# EXCERPT

Alina Adams Visits and Talks About Neverending Stories




I like neverending stories.

(Well, not at cocktail parties, or award banquets, or when my kids are telling me about what happened at school today by replacing every period with an “and then…”)

But, when it comes to characters I love, I just want the story to go on forever.  (Seriously, did anybody honestly think that Scarlett and Rhett were done at “Frankly, my dear, I don’t give a damn?”  That there wasn’t still a lot to explore with Anna Karenina’s kids post-her unfortunate off-the tracks moment?  That Scout Finch was going to be really something come Alabama’s debutante ball season a few years down the road?)

That’s why I love multi-generational family sagas: Sidney Sheldon’s “Master of the Game,” Belva Plain’s “Evergreen,” Judith Kraantz’ “Mistral’s Daughter.”  (Quick, off that list, everybody guess what decade I came of age in.)

I love family sagas because while romance novels have to be primarily about romance, mysteries have to be primarily about mysteries, adventure tales must have the adventure front and center, and women’s fiction can dabble in everything from parents to siblings to friends to obscure historical details, a family saga can feature all of that in one place.

The problem is – unless I am seriously missing an entire section in my local Barnes & Noble – they really aren’t publishing books quite like that anymore.

To quote Gloria Swanson in “Sunset Boulevard,” everything just got… “smaller.”

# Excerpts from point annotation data
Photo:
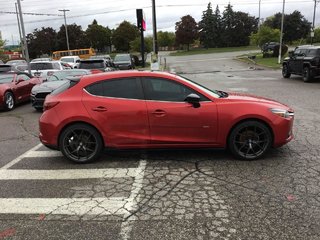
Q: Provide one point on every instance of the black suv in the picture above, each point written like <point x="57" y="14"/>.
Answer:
<point x="304" y="61"/>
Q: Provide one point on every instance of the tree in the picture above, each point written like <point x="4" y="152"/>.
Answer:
<point x="135" y="45"/>
<point x="42" y="41"/>
<point x="295" y="25"/>
<point x="186" y="31"/>
<point x="77" y="37"/>
<point x="264" y="35"/>
<point x="166" y="39"/>
<point x="123" y="35"/>
<point x="99" y="36"/>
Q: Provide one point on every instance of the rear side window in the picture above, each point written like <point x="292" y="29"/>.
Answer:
<point x="129" y="88"/>
<point x="64" y="87"/>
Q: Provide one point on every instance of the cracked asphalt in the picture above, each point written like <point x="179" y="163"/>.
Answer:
<point x="173" y="194"/>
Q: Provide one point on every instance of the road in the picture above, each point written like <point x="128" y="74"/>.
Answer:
<point x="169" y="194"/>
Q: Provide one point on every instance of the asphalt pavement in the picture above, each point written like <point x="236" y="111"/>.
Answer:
<point x="173" y="194"/>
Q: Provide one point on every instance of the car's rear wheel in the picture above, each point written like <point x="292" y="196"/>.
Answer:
<point x="285" y="71"/>
<point x="9" y="101"/>
<point x="249" y="140"/>
<point x="81" y="143"/>
<point x="307" y="74"/>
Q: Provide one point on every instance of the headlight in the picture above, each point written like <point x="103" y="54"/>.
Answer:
<point x="282" y="113"/>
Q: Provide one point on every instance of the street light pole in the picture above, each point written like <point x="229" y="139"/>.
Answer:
<point x="24" y="37"/>
<point x="281" y="34"/>
<point x="22" y="47"/>
<point x="65" y="25"/>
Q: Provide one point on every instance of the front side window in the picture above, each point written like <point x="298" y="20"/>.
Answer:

# STATED EXERCISE 1
Can you quote the post on neverending stories word for word, from "That’s why I" up to and including "like that anymore."?
# STATED EXERCISE 2
Answer these questions about the post on neverending stories:
(a) Which Belva Plain novel does the author list among the family sagas?
(b) Which store does the author say may be missing a section?
(c) Which film is quoted at the end, and which actress is it attributed to?
# STATED EXERCISE 3
Carry on the post about neverending stories, beginning after its final line.

# WRITTEN RESPONSE 1
That’s why I love multi-generational family sagas: Sidney Sheldon’s “Master of the Game,” Belva Plain’s “Evergreen,” Judith Kraantz’ “Mistral’s Daughter.”  (Quick, off that list, everybody guess what decade I came of age in.)

I love family sagas because while romance novels have to be primarily about romance, mysteries have to be primarily about mysteries, adventure tales must have the adventure front and center, and women’s fiction can dabble in everything from parents to siblings to friends to obscure historical details, a family saga can feature all of that in one place.

The problem is – unless I am seriously missing an entire section in my local Barnes & Noble – they really aren’t publishing books quite like that anymore.

# WRITTEN RESPONSE 2
(a) "Evergreen"
(b) The author's local Barnes & Noble
(c) "Sunset Boulevard," attributed to Gloria Swanson

# WRITTEN RESPONSE 3
Back in the mid-1990s when, after publishing two Regency romances (“The Fictitious Marquis” and “Thieves at Heart”) and two contemporary romances, (“Annie’s Wild Ride” and “When a Man Loves a Woman”), I tried to pitch my publisher a sprawling family saga like the type I’d grown up reading (there, another clue about my age), I was told that, “People don’t like that kind of thing anymore.”

Really?

Seriously?

Are you telling me that, when the clock struck midnight on January 1, 1990, literally hundreds of thousands of people who’d made Sheldon and Krantz and Plain and Collins and Steele best-sellers just… got over it?

Where did they go?

I was informed that readers like “intimate” books now.

That’s fine.  There’s nothing wrong with intimate stories.  What I want to know is: Who decides these things?

Is there some kind of publishing cabal that takes a vote and then sends up smoke signals, like when the Vatican elects a new pope?  Is it a category in the long-form census that I’ve yet to get?

Who gets to choose what’s in and what’s out?

And have any of you ever found yourself standing in a bookstore (or skimming, mystified, on your Kindle), wondering, “Hey, where did my favorite genre go?”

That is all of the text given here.